抜粋:

((

無頓着街道をとことん突き進むワタクシが身に纏うものを選ぶポイントは快不快であってそれ以外のポイントにどうやら深い意味を求めていない

素材がチクチクするもの辛うじて肌を守る水バリアから水分を奪い取るもの締め付けのキツいもの
これらの不快を無視してみたところであっという間に不調の彼方へ送り込まれる運命にある

何故だか化学繊維なるものに触れると魂までブルブルと震え出して瞬く間にワタクシは"ミノケモヨダツ"に変身してしまう

魂の溶解によって変身した妖怪である

ミノケモヨダツ

ワタクシが“ミノケモヨダツ”に変身せずに済む為に守ってくれるのが“コットン”と“シルク”であるらしい

綿と正絹

オーガニックコットンと着物リメイク品にトコトン依存して生きていこう

盛夏にご当地もの追いかけ始めた読書は秋に京都へ辿りつく

京都を舞台としたマンガや小説を読み漁りながら
出逢った千早茜さんの小説にすっかり魅せられてしまったのはワタクシの五感である

クローゼット

17世紀から現代までの主に西洋の服たち“身に纏う芸術品”が一万点以上も収蔵されているその美術館には18世紀から20世紀の矯正下着コルセットや手編みのアンティークレースや1950年代のバレンシアガのコートにイヴ・サンローランがディオールにいた頃のドレス、デパートの高級フロアに並んでいる服から現代のファストファッションまで膨大な数の洋服たちがゾロゾロ並ぶ
"完璧なクローゼット"

))

(データセットからの抜粋)
((

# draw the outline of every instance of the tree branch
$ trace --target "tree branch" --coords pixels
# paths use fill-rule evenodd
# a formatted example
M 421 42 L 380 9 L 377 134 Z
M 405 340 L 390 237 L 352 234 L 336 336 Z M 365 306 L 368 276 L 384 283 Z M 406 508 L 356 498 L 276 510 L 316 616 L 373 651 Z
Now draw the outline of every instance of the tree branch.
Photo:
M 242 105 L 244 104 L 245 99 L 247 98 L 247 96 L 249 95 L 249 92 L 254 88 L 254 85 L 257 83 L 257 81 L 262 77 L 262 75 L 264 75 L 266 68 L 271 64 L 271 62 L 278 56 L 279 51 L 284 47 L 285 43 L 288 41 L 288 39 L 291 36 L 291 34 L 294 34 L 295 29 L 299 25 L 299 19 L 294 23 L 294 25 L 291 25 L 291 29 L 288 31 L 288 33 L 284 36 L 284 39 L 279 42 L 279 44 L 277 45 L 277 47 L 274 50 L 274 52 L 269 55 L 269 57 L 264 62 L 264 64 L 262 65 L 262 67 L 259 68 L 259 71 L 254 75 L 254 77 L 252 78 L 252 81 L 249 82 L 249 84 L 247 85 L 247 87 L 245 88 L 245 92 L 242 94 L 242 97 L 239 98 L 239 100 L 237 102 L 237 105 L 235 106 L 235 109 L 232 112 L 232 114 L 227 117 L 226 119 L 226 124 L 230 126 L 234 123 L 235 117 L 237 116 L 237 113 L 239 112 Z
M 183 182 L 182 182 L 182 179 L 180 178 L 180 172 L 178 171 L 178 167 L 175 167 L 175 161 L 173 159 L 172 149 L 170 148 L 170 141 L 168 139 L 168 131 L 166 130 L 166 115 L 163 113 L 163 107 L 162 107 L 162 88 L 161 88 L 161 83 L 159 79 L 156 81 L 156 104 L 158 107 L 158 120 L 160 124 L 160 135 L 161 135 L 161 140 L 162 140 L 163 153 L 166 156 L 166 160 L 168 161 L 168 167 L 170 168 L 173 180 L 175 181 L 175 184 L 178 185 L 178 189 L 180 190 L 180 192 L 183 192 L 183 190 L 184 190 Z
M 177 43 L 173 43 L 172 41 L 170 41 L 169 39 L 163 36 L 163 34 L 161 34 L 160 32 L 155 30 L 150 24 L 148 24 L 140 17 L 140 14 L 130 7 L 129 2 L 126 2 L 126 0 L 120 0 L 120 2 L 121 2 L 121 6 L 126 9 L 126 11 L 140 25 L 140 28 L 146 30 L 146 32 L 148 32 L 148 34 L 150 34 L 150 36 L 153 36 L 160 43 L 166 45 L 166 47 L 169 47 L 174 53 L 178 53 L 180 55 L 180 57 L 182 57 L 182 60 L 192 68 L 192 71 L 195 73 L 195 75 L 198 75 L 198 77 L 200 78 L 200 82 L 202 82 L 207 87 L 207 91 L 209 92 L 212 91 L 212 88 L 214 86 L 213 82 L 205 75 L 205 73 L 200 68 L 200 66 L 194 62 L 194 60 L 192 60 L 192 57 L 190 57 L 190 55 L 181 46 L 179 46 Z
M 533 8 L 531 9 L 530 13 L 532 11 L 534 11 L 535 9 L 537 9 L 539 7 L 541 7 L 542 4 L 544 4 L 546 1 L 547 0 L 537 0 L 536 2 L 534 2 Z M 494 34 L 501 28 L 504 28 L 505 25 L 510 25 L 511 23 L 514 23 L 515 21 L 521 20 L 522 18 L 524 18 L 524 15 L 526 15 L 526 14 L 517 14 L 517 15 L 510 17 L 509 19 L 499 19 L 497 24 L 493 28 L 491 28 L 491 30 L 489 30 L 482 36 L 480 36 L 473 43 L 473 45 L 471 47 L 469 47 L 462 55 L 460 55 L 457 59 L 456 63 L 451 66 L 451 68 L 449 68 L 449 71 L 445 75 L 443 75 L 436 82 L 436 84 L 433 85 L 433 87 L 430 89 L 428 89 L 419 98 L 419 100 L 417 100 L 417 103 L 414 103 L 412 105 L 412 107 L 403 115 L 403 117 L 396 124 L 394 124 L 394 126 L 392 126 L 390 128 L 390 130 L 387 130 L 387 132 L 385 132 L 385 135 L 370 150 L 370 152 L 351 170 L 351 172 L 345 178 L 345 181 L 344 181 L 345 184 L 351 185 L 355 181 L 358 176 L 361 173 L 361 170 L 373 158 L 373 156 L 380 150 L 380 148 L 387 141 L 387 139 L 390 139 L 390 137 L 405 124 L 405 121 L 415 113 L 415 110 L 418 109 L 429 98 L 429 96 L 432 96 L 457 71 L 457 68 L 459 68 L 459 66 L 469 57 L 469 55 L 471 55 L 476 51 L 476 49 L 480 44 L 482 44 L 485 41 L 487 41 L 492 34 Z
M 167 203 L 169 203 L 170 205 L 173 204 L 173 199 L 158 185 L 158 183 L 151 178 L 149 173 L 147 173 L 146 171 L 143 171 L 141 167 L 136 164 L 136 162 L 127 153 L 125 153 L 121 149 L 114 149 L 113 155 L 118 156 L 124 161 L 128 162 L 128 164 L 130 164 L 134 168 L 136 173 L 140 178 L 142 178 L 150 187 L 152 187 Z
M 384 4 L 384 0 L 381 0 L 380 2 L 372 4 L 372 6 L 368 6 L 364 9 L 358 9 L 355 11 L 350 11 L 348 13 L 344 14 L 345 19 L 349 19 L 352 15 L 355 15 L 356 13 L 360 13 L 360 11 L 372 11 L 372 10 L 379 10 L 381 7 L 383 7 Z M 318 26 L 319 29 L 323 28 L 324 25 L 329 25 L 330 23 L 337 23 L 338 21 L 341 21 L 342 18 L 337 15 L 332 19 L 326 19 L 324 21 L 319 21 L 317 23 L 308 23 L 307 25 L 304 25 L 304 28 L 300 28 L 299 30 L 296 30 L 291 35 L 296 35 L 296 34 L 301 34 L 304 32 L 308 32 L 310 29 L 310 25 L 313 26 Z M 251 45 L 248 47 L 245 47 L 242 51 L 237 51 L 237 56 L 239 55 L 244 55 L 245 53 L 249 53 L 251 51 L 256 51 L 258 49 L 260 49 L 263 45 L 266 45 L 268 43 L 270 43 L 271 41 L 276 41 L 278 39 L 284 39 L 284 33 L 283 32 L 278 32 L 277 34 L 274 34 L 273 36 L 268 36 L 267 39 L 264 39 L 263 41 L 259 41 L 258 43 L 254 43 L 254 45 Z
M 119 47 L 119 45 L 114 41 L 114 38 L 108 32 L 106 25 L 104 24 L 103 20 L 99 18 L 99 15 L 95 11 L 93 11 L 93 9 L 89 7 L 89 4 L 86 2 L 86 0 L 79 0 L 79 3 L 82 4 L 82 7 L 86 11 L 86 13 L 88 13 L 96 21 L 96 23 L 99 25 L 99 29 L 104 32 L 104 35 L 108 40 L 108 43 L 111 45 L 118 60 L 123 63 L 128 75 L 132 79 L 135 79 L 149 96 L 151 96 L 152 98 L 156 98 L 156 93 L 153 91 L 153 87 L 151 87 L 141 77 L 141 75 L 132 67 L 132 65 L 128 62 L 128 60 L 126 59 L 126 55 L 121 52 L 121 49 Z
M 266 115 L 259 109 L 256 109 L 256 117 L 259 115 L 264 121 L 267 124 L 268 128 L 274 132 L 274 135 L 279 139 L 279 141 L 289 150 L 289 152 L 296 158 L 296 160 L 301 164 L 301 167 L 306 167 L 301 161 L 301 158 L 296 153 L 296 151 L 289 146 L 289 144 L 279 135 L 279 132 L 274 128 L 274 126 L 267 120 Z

))

課題:
a) 服選びの文章で、書き手がオーガニックコットンと着物リメイク品に頼って生きていこうと考えるのはなぜですか。1〜3文で説明してください。
b) 服選びの文章の続きを、最後の「"完璧なクローゼット"」の後から書いてください。

解答:
a) 書き手は化学繊維に触れると魂まで震え出し、「ミノケモヨダツ」に変身してしまいます。その変身を防いで守ってくれるのがコットンとシルク（綿と正絹）であるらしいからです。

b)
である服飾美術館を舞台に服とココロのイタミを装いの自由を描いた物語


知らない世界の知らない知識、知らない単語
ひたすら初めましての連続である

服のイタみに寄り添う“補修士”というお仕事
刺繍が男性服の為に施されていた時代
お洒落の為に服にカラダを合わせていた時代
高級品であったレースが手編みされていた時代

“オートクチュール”の意味さえちんぷんかんぷんであったワタクシはとにかく検索を繰り返す

フランス語で haute(オート)は「高い」「高級」を意味する形容詞 haut(オー)の女性形、couture(クチュール。女性名詞)は「縫製」「仕立て服」のことで、高級仕立服を意味する。オートクチュールとは、パリのサンディカ加盟店のメゾンにのみ用いられる言葉である

Wikipedia

小説『クローゼット』の中で遭遇した単語のひとつが“ジレ”である

またしても検索対象単語であるが ありがたいことに会話の中で身近な単語に変換されている

『チョッキ』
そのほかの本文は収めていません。